In the entries below, the lines from the one with "Annotation task — tag each instance of the house" through the one with "Target: deck railing" are to be copied exactly; both ends count.

* _SOURCE DATA_:
-------------------------

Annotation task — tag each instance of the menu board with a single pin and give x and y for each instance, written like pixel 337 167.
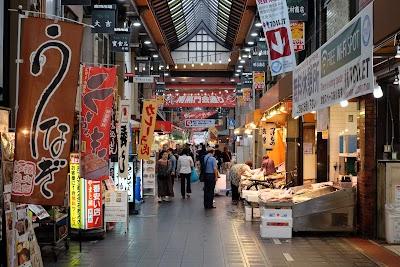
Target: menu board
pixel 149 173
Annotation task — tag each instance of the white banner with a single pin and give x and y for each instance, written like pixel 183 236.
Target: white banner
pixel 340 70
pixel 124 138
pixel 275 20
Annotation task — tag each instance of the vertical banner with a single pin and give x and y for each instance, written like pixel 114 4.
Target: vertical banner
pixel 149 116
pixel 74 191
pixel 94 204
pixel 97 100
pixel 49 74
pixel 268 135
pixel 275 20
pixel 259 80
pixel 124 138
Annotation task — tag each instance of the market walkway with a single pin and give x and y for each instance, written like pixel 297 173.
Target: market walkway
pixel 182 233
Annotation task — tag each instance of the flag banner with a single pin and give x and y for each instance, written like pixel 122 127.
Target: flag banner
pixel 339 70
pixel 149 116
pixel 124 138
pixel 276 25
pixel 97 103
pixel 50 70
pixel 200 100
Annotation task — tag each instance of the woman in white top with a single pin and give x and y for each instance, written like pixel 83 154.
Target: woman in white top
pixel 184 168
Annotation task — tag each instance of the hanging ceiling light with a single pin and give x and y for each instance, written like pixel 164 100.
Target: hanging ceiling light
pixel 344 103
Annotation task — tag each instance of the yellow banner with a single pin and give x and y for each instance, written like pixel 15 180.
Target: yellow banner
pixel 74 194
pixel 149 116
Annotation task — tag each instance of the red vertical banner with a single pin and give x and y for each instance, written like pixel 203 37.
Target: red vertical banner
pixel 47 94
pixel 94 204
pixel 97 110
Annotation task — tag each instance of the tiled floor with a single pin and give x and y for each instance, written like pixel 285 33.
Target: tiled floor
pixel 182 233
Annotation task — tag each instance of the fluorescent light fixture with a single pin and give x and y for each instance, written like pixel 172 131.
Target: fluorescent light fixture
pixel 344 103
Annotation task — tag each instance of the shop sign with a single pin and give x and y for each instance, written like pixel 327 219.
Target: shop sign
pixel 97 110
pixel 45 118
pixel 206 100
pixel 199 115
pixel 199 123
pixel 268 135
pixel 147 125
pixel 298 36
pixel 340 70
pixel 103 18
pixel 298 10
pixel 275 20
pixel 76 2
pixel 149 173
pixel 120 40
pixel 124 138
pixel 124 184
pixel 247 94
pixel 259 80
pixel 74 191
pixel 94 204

-------------------------

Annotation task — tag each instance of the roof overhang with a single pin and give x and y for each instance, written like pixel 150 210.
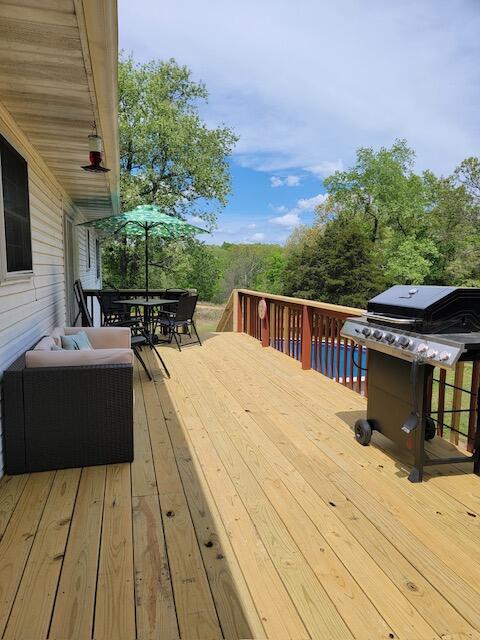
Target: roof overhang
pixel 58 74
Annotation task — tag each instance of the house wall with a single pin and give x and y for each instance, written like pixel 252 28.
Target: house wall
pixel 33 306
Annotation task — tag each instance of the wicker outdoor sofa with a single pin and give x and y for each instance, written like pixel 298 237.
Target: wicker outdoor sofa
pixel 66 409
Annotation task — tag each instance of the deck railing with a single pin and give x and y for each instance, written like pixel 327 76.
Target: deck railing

-------------------------

* _TASK RESULT_:
Annotation task — tag each instance of the house wall with a single pin and give x and y for each instance, written like pixel 252 28.
Target: house wall
pixel 33 306
Annotation task — tag each instance of the wicker outdoor sofa with a single pin and give x and y for each instance, written like pixel 298 237.
Target: wicker outdoor sofa
pixel 66 409
Annotation task — tag each instance of the deck railing with a single pin and give x and y for each instance, written like pixel 327 76.
Target: deck railing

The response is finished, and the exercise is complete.